● **EXERCISES TO COMPLETE**
1. In the text on NetBSD's IRIX compatibility, where is the system call handler for NetBSD/mips found?
2. Find every line in the rows that contains the word "feather" and copy each one. Case counts.

Author's Note: This article details the IRIX binary compatibility implementation for the NetBSD operating system. This includes the creation of a new emulation subsystem inside the NetBSD kernel and a lot of reverse engineering to understand and reproduce how IRIX internals work.

Because this article includes an introduction to all kernel subsystems involved with IRIX binary compatibility, we assume the reader has some experience in user-land Unix programming.

An Introduction to Binary Compatibility

References

Throughout this article, we reference various NetBSD kernel source files and NetBSD manual pages.

Kernel and User-Mode Overview

Unix systems have two distinct modes of operation, known as user mode and kernel (or system) mode. In user mode, the operating system (OS) executes code provided by users. It could be a Web browser, a computer-science-student's project, a Web server (in this case, the user running the program is usually the system administrator), and so on. This code is run with limited privileges. It has limited access to the computer's memory, and usually no access at all to the hardware.

When running in kernel mode, the OS is only executing trusted code, which was loaded at boot time. This code is known as the OS kernel. The kernel has full access to the memory and hardware. It is here to provide services to user programs:

  • It gives user programs access to the hardware. It provides an abstraction layer, presenting files and terminals to user programs where in fact only zeros and ones exist on hard disk and display I/O controllers.
  • It periodically switches execution between several user programs (which are called processes), maintaining the illusion of multitasking.
  • It ensures that a user accesses resources which correspond to the user's privileges.

User processes call kernel code by issuing a trap. A trap is a hardware or software exception that suspends user process execution, and gives control to kernel code. The kernel will handle the exception, after which it may return to user mode and resume the execution of the user process, or it may destroy the user process. Example of traps are division by zero, memory faults (accessing any virtual addresses where no physical memory is mapped), timer interrupts (that are used to switch between user processes), or requests by the user process to access some resource controlled by the kernel.

These requests can be opening a file, reading from a network connection, or creating a new process. The process does this by issuing a system call, like open(2), read(2), or fork(2). The system call is in fact a CPU instruction that causes a trap.

Here is an example of MIPS assembly to call the fork(2) system call on NetBSD:

li  $v0,2   # 2 is the system call number for fork()
            # v0 is the register holding the system call number
syscall     # syscall is the CPU instruction to do a system call

On the syscall instruction execution, the kernel executes a particular trap handler, which is known as the system call handler. For NetBSD/mips, it can be found in sys/arch/mips/mips/syscall.c:syscall_plain(). The system call handler expects an argument, which is the system call number. The system call handler uses a table, called the system call table, to look up a kernel function that will be called in order to complete the system call. On NetBSD, the system call table for native processes is generated from sys/kern/syscalls.master.

(Pointing and labeling entries)

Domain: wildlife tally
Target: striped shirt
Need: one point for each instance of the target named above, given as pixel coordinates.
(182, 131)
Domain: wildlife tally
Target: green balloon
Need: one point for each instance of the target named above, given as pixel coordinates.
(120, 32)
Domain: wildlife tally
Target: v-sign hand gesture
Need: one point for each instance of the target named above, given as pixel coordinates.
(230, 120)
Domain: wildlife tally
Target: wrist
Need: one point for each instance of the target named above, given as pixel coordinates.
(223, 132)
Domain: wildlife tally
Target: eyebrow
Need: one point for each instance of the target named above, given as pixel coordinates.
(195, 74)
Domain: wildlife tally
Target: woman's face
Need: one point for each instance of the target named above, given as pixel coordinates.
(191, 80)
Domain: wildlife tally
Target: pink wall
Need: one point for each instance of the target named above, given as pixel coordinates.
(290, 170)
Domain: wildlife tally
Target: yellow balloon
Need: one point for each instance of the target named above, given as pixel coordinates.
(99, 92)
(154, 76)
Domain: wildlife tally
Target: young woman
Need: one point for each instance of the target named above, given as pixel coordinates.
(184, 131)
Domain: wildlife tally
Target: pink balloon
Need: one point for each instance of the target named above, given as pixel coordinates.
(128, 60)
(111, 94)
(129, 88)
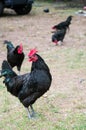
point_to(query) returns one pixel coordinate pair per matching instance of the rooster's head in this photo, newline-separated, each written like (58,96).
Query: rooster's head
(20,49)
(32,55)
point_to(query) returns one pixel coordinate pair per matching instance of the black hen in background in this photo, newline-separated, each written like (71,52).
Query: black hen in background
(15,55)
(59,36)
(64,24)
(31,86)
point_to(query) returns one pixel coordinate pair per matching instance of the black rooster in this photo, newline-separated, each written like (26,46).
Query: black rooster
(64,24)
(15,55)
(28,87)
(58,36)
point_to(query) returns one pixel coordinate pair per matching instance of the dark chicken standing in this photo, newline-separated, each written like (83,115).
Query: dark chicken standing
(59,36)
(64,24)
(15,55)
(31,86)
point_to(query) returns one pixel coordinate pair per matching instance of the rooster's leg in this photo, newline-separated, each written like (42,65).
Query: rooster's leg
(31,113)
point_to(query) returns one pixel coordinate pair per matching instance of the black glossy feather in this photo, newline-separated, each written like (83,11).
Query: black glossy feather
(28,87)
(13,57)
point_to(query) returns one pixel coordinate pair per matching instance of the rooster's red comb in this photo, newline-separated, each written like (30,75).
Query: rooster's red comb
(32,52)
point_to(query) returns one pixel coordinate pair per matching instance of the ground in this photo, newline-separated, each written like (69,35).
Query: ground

● **ANSWERS BELOW**
1. In sys/arch/mips/mips/syscall.c:syscall_plain().

2.
point_to(query) returns one pixel coordinate pair per matching instance of the black glossy feather in this photo, newline-separated, each written like (83,11).
Query: black glossy feather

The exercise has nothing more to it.